| WHAT IS NEEDED |
Looking through the records below, please work out how many lines contain "woman". Give only that number.

Top of RECORDS TO USE

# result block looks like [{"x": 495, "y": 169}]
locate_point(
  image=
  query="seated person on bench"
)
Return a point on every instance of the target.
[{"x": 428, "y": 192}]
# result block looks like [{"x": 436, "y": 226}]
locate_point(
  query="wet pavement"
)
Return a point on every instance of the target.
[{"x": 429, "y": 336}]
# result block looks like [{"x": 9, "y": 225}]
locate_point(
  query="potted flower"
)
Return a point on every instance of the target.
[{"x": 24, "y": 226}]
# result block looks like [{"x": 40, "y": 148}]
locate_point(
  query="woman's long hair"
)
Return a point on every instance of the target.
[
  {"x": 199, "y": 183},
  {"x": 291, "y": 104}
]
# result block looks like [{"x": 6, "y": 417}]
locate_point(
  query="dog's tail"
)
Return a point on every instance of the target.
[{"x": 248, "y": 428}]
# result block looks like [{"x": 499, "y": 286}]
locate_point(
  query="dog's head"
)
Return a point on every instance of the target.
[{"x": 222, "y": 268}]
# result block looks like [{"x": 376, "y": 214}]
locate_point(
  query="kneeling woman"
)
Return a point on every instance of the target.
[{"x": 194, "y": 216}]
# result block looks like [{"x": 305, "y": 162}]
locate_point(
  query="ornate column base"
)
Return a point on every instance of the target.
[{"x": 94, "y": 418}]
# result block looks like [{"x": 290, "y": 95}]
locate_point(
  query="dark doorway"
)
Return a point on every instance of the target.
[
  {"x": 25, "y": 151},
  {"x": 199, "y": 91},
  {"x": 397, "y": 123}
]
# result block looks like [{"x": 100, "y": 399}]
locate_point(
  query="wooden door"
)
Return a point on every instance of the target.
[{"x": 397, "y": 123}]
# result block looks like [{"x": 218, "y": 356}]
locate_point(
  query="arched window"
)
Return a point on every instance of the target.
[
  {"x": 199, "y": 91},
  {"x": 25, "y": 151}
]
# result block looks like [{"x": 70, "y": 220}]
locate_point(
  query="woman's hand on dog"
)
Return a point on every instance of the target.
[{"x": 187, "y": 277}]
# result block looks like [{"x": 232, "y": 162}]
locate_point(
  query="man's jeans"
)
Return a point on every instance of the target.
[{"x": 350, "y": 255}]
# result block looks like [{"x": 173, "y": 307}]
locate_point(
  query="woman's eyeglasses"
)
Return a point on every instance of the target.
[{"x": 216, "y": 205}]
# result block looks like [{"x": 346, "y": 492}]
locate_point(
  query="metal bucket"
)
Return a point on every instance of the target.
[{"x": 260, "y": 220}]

Bottom of RECORDS TO USE

| TASK RESULT |
4